Tâches demandées
A. Selon le texte sur la gauche radicale et le Hamas, en quelle année le parti Islam a-t-il été créé en Belgique ?
B. Reprenez le texte sur la gauche radicale et le Hamas à la suite de sa dernière phrase.

Extrait fourni
------------------------------------------------------------------------
Le paradoxe tient en ceci que, au nom de la lutte anti-impérialiste et anticolonialiste, ces étudiants et certains membres de l’extrême gauche occultent la nature à la fois réactionnaire et totalitaire, terroriste et antisémite du Hamas. Cela n’est certes pas si nouveau : après la guerre des Six Jours, Edwy Plenel avait exhorté les « révolutionnaires » à ne pas « se désolidariser de Septembre Noir », responsable de l’assassinat des sportifs israéliens aux Jeux olympiques de Munich en 1972. Et en 2005 le philosophe Alain Badiou, dans Portées du Mot « Juif » (Éditions Lignes), tout en affichant une condamnation de l’antisémitisme, avait fait deux propositions radicales, devenues banales aujourd’hui : 1) il faut « dénommer les Juifs », faire du « nom Juif », nazifié par Hitler, un « mot commun » qui désignerait tout opprimé : les Palestiniens seraient donc les vrais juifs tandis que ceux de la tradition incarneraient le déclin des États-nations et des démocraties libérales ; 2) il faut dénommer Israël, État brutal, capitaliste et colonial, et nommer “Palestine” le nouvel État. Badiou n’est pas un antisémite de tradition, il est l’antisémite accompli par ce tour de passe-passe rhétorique qui conduit à la dissolution finale des Juifs.
En désignant le Hamas comme un parti de la résistance et en refusant de dénoncer sa nature terroriste, la gauche radicale est allée encore plus loin : elle a accepté de cautionner un islamisme politique, ce qu’elle défend en accusant d’islamophobie tous ses adversaires. Au nom de l’émancipation des peuples du Proche-Orient et du Maghreb, cette gauche autoproclamée progressiste se trouve donc associée à un mouvement protéiforme dont l’idéologie est en tout état de cause contre-révolutionnaire et dont le projet est d’instaurer la “charia” sur toute terre, purifiée de tout chrétien et débarrassée des Juifs. Réalisé en Iran, en Afghanistan ou dans le califat de Raqqa, ce projet est aujourd’hui revendiqué par le Hamas, le Hezbollah, Al-Qaïda, le Jihad islamique, Daesh, Boko Haram et par les mouvements islamistes des pays occidentaux (par exemple le parti Islam en Belgique, créé en 2012 et doté désormais de représentants au Parlement fédéral à Bruxelles). Tous ces mouvements sont certes concurrents, mais ils s’entendent sur la nécessité d’islamiser le monde tandis que la guerre de Gaza leur offre la possibilité de s’unir dans la détestation d’Israël. Or tous ces mouvements sont incompatibles avec la conception européenne du politique, qui est non théocratique et non hétéronome.
------------------------------------------------------------------------
Données
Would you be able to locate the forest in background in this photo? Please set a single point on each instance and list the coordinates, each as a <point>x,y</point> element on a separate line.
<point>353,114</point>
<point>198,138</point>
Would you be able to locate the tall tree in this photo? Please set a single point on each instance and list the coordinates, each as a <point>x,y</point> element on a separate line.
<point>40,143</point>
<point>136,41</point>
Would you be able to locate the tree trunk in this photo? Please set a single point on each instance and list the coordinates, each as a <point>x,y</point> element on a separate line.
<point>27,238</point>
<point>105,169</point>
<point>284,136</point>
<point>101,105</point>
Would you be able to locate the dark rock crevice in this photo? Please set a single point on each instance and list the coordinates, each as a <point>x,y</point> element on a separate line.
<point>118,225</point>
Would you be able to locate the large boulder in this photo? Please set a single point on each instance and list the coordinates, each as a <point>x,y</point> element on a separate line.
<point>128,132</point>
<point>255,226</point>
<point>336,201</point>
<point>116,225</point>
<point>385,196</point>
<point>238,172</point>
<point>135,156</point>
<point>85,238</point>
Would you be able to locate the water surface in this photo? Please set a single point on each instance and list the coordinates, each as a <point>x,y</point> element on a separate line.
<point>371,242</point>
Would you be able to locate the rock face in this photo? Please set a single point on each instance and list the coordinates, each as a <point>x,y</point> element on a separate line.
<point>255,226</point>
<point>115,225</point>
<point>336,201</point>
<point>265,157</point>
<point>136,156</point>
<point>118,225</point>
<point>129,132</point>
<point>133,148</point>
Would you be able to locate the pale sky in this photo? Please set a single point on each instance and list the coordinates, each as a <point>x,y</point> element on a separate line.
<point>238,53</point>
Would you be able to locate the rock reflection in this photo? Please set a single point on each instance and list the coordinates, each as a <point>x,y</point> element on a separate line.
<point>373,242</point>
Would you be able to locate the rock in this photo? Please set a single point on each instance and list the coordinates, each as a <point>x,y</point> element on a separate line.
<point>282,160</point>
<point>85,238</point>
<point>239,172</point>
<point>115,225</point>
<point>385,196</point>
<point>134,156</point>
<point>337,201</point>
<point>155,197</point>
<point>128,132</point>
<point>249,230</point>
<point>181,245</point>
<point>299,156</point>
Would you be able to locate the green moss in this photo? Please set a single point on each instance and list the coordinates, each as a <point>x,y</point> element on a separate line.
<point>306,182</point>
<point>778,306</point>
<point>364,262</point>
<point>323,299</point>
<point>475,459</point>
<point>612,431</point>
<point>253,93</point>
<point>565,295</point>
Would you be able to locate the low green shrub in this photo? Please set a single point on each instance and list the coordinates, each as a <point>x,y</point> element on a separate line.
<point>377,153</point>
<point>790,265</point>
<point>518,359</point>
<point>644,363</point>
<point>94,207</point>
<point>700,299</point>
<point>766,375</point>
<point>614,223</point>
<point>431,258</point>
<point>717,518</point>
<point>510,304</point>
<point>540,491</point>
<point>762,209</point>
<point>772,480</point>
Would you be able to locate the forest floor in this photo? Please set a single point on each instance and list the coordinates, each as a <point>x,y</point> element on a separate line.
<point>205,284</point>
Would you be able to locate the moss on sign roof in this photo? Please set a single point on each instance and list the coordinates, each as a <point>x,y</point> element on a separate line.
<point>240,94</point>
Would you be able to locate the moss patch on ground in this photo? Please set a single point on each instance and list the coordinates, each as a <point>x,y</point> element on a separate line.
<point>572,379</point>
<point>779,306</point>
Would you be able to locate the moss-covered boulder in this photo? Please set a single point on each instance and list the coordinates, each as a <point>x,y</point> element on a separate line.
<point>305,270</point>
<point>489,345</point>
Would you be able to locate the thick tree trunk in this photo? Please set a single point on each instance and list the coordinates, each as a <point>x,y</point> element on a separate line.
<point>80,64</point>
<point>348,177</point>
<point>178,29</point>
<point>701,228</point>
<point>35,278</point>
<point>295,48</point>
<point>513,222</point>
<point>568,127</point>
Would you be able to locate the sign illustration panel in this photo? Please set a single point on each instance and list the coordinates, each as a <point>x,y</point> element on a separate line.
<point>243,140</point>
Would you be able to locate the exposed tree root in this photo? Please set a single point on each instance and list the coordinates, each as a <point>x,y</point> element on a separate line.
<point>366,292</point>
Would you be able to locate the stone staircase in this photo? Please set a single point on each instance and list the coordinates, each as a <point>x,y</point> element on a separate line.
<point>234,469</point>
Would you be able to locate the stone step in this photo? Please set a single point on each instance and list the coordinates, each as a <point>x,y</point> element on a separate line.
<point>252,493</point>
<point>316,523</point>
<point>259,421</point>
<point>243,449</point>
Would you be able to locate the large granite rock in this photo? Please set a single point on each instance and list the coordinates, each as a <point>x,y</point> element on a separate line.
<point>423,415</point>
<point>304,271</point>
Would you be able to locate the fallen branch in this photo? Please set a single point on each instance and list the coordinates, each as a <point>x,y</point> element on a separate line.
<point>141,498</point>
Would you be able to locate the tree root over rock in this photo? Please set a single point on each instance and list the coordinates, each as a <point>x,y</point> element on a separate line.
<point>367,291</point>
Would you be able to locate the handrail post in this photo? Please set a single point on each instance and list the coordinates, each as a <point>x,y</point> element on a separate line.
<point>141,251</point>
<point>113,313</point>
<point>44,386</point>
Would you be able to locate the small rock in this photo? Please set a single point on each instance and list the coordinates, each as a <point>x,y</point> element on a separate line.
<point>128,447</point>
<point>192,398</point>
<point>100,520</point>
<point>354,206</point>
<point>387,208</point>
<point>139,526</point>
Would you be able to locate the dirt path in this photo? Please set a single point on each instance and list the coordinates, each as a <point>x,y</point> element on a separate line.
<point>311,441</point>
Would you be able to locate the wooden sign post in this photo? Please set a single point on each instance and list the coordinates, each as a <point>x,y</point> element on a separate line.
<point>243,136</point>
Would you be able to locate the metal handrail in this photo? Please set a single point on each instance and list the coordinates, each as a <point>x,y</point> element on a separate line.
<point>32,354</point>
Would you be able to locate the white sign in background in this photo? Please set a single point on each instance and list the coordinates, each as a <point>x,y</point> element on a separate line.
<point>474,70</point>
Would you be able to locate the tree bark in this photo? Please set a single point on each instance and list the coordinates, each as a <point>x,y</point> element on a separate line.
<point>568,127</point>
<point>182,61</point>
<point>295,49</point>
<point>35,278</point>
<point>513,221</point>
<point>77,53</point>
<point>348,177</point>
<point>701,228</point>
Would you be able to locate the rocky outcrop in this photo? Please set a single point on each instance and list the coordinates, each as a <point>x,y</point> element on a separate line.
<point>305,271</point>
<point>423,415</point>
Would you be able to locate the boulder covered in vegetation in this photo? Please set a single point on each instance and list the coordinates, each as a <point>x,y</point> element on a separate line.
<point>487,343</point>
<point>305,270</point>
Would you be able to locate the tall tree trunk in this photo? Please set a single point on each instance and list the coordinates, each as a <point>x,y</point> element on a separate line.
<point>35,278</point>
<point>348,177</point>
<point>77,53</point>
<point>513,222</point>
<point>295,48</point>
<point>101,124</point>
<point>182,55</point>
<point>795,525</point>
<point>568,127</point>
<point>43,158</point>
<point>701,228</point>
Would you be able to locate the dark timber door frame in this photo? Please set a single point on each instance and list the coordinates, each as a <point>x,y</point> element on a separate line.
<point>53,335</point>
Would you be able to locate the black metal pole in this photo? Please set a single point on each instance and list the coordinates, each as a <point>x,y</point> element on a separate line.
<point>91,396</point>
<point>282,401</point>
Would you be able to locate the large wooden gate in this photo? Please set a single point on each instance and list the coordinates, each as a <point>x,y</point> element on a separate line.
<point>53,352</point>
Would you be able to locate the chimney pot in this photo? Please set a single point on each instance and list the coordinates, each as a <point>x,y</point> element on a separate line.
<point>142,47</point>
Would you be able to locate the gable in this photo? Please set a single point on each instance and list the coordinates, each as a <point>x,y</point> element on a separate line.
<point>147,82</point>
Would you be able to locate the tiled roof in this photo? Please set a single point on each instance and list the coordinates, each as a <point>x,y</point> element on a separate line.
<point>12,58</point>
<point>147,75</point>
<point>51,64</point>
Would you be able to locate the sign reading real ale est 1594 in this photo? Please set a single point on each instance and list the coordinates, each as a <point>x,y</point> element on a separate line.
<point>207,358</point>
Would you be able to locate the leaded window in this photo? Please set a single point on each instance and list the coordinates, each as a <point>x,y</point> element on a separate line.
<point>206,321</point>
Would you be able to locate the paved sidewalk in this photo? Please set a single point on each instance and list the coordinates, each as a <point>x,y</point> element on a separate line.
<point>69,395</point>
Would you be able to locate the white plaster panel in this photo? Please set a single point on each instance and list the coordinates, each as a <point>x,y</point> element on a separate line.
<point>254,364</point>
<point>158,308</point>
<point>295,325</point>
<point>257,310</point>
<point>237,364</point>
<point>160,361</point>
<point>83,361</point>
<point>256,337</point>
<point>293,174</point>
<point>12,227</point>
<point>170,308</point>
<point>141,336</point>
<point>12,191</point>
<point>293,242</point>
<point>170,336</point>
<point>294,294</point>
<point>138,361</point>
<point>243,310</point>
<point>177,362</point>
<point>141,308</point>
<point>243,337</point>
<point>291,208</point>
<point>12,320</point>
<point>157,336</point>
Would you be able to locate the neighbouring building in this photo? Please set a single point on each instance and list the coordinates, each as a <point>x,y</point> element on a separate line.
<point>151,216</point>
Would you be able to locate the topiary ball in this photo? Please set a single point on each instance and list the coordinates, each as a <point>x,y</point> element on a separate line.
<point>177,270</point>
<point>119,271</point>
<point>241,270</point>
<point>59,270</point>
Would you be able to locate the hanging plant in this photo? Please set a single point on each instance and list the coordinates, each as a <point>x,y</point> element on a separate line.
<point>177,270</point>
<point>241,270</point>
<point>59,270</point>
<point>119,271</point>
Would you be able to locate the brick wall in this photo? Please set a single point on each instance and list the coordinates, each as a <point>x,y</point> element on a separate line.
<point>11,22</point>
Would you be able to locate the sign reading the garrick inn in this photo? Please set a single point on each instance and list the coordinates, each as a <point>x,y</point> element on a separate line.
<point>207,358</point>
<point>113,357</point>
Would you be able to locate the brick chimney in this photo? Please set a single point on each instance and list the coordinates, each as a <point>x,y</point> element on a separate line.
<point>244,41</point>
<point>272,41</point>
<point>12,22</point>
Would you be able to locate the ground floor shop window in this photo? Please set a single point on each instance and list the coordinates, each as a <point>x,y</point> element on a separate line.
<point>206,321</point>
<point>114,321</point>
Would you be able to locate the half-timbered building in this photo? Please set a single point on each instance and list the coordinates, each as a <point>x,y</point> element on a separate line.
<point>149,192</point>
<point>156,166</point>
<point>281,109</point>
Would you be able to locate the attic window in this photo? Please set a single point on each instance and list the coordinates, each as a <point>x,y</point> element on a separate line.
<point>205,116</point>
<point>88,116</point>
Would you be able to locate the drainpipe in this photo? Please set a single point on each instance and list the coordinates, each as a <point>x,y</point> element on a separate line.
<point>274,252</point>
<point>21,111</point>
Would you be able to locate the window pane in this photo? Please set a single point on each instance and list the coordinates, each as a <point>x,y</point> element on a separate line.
------------------------------------------------------------------------
Réponses par tâche
A. En 2012.

B.
Mais, pour les membres de cette gauche radicale, l’enjeu le plus urgent est d’apparaître comme protecteurs de tous les immigrés, considérés comme la relève prolétarienne révolutionnaire au moment où les ouvriers ont déserté leurs rangs. Une stratégie non pas électoraliste, comme le suggérait un article du Monde, mais militante, fondée toutefois sur un syllogisme honteux, selon lequel les immigrés étant en majeure partie musulmans et les musulmans antisémites, il est bon de cultiver au mieux l’ambiguïté, au pire l’antisémitisme. Mais ce syllogisme nuit à tous : à la société occidentale, menacée de fragmentation par la logique identitaire, aux Juifs car il attise la haine, aux musulmans qui sont tous assignés à une identité antisémite et obligés de prendre parti sans nuance pour les Palestiniens.
Les contradictions du monde arabo-musulman
“Il est trop commode de se susciter un ennemi unique, quasi mythique, en face duquel on peut poser une unité illusoire.”
Albert Memmi, Juifs et Arabes, Paris, 1974, p. 152
Il est vrai qu’un antisémitisme musulman est bien présent en Occident, où il associe les formes traditionnelles de l’antijudaïsme chrétien (les Protocoles des Sages de Sion, ce faux complotiste et antisémite russe publié en 1903 est un des textes les plus lus dans le monde musulman), et des formes spécifiques à l’Islam qui considèrent le Juif comme l’ennemi absolu. Selon Gunther Jikeli, environ 50% des actes antisémites en France ont été ces derniers mois le fait de musulmans, sans qu’il y ait de relation entre la discrimination sociale, la pauvreté et ces actes.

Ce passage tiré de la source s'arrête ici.